**YOUR TASK**
Please write out the data below word for word, keeping every line unchanged.

════════

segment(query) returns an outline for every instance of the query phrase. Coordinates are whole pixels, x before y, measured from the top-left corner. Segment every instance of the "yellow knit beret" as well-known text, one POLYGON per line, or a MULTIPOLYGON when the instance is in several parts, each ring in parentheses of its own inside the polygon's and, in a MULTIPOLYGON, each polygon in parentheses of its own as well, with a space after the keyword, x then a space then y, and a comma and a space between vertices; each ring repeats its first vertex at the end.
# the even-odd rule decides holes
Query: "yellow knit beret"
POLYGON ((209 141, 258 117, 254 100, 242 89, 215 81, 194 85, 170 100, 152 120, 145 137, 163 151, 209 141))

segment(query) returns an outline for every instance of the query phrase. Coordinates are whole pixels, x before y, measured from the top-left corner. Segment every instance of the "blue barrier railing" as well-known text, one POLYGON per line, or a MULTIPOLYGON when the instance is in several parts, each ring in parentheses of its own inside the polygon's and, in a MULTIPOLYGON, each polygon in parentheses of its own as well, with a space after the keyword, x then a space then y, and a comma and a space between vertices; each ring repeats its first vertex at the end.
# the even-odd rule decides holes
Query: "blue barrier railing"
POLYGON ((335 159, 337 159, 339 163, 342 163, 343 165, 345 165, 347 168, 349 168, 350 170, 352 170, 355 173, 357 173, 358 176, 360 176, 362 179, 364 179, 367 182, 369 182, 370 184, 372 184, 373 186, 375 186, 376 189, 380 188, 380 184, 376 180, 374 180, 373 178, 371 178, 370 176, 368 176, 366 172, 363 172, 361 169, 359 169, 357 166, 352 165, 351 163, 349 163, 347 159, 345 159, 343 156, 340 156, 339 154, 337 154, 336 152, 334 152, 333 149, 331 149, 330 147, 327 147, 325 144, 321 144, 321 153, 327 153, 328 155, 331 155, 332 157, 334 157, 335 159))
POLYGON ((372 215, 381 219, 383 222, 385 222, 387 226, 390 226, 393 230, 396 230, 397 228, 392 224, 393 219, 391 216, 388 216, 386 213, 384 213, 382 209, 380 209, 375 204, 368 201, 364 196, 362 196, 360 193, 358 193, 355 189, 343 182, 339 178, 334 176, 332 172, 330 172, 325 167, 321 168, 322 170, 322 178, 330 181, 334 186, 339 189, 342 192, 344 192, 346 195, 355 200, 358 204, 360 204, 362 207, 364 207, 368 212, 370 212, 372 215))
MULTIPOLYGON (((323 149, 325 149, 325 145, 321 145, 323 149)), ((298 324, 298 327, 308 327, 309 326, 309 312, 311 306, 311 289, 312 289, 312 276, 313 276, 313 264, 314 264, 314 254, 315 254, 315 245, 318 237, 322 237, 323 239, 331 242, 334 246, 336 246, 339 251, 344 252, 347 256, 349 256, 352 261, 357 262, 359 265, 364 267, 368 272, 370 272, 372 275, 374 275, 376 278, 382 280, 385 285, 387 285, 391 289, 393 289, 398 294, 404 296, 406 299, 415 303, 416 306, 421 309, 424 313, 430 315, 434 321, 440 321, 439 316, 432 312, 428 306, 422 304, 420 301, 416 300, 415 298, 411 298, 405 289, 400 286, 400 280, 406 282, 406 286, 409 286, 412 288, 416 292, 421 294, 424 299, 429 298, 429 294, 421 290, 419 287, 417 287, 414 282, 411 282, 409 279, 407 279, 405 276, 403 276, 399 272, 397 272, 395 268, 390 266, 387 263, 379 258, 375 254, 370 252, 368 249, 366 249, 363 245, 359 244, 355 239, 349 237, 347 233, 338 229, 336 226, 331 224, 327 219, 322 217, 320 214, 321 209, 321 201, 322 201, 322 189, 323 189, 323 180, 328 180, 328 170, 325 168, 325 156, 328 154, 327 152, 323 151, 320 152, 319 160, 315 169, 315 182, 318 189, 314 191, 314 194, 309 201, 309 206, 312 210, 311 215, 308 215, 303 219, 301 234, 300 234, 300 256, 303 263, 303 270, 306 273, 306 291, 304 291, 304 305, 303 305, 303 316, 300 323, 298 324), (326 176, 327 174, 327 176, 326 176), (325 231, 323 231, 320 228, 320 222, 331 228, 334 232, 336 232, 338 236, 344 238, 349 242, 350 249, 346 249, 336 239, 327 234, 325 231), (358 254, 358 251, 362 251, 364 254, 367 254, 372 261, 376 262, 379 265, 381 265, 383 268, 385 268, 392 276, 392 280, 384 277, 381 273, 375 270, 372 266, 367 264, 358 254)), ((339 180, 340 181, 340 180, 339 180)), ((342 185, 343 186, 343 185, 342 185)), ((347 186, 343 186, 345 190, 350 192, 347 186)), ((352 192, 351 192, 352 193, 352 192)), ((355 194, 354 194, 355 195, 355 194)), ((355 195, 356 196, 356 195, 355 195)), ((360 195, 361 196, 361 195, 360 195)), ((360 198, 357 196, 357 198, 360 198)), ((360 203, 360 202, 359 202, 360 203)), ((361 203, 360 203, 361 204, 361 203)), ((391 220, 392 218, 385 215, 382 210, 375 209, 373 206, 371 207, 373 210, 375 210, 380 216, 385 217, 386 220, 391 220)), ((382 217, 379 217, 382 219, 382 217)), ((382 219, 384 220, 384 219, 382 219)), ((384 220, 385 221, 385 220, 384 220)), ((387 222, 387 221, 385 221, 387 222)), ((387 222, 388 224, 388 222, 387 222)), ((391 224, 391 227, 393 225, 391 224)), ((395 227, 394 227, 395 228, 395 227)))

════════

**PROBLEM SOLUTION**
segment(query) returns an outline for every instance of the query phrase. Coordinates are whole pixels, x before y, measured from the top-left corner. Segment every instance of the "yellow knit beret" as well-known text, one POLYGON per line, or a MULTIPOLYGON when the instance is in several parts, each ring in parentheses of its own inside the polygon's and, in a MULTIPOLYGON, each polygon in parentheses of its own as well, with a space after the keyword, x then a space then y, and a comma and a space between vertices; each ring repeats its first vertex at the end.
# the even-odd rule decides holes
Query: "yellow knit beret"
POLYGON ((209 141, 258 117, 254 100, 242 89, 215 81, 194 85, 170 100, 152 120, 145 137, 163 151, 209 141))

segment(query) returns an outline for every instance of the query phrase. Coordinates are whole pixels, x before y, measured from the top-left corner. Segment every instance of the "blue barrier railing" as well-known text, one POLYGON per line, or a MULTIPOLYGON when the instance is in several parts, each ring in parentheses of its own inside the polygon's and, in a MULTIPOLYGON, each polygon in parentheses of its own as well, with a space after the keyword, x then a space then y, and a comma and a space between vertices; each ring repeats its first vertex at the end.
# the even-odd rule decides holes
Query: "blue barrier railing"
POLYGON ((335 159, 337 159, 339 163, 342 163, 343 165, 345 165, 347 168, 349 168, 350 170, 352 170, 355 173, 357 173, 358 176, 360 176, 362 179, 364 179, 367 182, 369 182, 370 184, 372 184, 373 186, 375 186, 376 189, 380 188, 380 184, 376 180, 374 180, 373 178, 371 178, 370 176, 368 176, 366 172, 363 172, 361 169, 359 169, 357 166, 352 165, 351 163, 349 163, 347 159, 345 159, 343 156, 340 156, 339 154, 337 154, 336 152, 334 152, 333 149, 331 149, 330 147, 327 147, 325 144, 321 144, 321 153, 327 153, 328 155, 331 155, 332 157, 334 157, 335 159))
POLYGON ((372 215, 381 219, 383 222, 385 222, 387 226, 390 226, 393 230, 396 230, 397 228, 392 224, 393 219, 391 216, 388 216, 386 213, 384 213, 382 209, 380 209, 375 204, 368 201, 364 196, 362 196, 360 193, 358 193, 355 189, 343 182, 339 178, 334 176, 332 172, 330 172, 325 167, 321 168, 322 170, 322 178, 330 181, 334 186, 339 189, 342 192, 344 192, 346 195, 355 200, 358 204, 360 204, 362 207, 364 207, 368 212, 370 212, 372 215))
MULTIPOLYGON (((323 149, 325 149, 325 145, 321 145, 323 149)), ((298 324, 298 327, 308 327, 309 326, 309 312, 311 306, 311 289, 312 289, 312 276, 313 276, 313 264, 314 264, 314 254, 315 254, 315 245, 318 237, 322 237, 323 239, 331 242, 334 246, 336 246, 339 251, 344 252, 347 256, 349 256, 352 261, 357 262, 359 265, 364 267, 368 272, 370 272, 372 275, 374 275, 376 278, 382 280, 385 285, 387 285, 391 289, 393 289, 398 294, 404 296, 406 299, 415 303, 416 306, 421 309, 424 313, 430 315, 434 321, 440 321, 439 316, 432 312, 428 306, 422 304, 420 301, 416 300, 415 298, 411 298, 405 289, 400 286, 400 280, 406 282, 406 286, 409 286, 412 288, 416 292, 421 294, 424 299, 429 298, 429 294, 421 290, 419 287, 417 287, 414 282, 411 282, 409 279, 407 279, 405 276, 403 276, 399 272, 397 272, 395 268, 390 266, 387 263, 379 258, 375 254, 370 252, 368 249, 366 249, 363 245, 359 244, 355 239, 349 237, 347 233, 338 229, 336 226, 331 224, 327 219, 322 217, 320 214, 321 209, 321 201, 322 201, 322 189, 323 189, 323 180, 328 180, 328 170, 325 168, 325 156, 328 154, 327 152, 323 151, 320 152, 319 160, 315 169, 315 182, 318 189, 314 191, 314 194, 309 201, 309 206, 312 210, 311 215, 308 215, 303 219, 301 234, 300 234, 300 256, 303 263, 303 270, 306 273, 306 291, 304 291, 304 305, 303 305, 303 316, 300 323, 298 324), (326 176, 327 174, 327 176, 326 176), (325 231, 323 231, 320 228, 320 222, 331 228, 334 232, 336 232, 338 236, 344 238, 349 242, 350 249, 346 249, 336 239, 327 234, 325 231), (358 254, 358 251, 362 251, 364 254, 367 254, 372 261, 376 262, 379 265, 381 265, 383 268, 385 268, 392 276, 392 280, 384 277, 381 273, 375 270, 372 266, 367 264, 358 254)), ((339 180, 340 181, 340 180, 339 180)), ((342 185, 343 186, 343 185, 342 185)), ((347 186, 343 186, 345 190, 350 192, 347 186)), ((352 192, 351 192, 352 193, 352 192)), ((355 194, 354 194, 355 195, 355 194)), ((355 195, 356 196, 356 195, 355 195)), ((360 195, 361 196, 361 195, 360 195)), ((360 198, 357 196, 357 198, 360 198)), ((360 203, 360 202, 359 202, 360 203)), ((361 203, 360 203, 361 204, 361 203)), ((391 220, 392 218, 385 215, 382 210, 375 209, 373 206, 371 207, 373 210, 375 210, 380 216, 385 217, 386 220, 391 220)), ((382 217, 379 217, 382 219, 382 217)), ((382 219, 384 220, 384 219, 382 219)), ((384 220, 385 221, 385 220, 384 220)), ((387 222, 387 221, 385 221, 387 222)), ((387 222, 388 224, 388 222, 387 222)), ((391 224, 391 227, 393 225, 391 224)), ((395 227, 394 227, 395 228, 395 227)))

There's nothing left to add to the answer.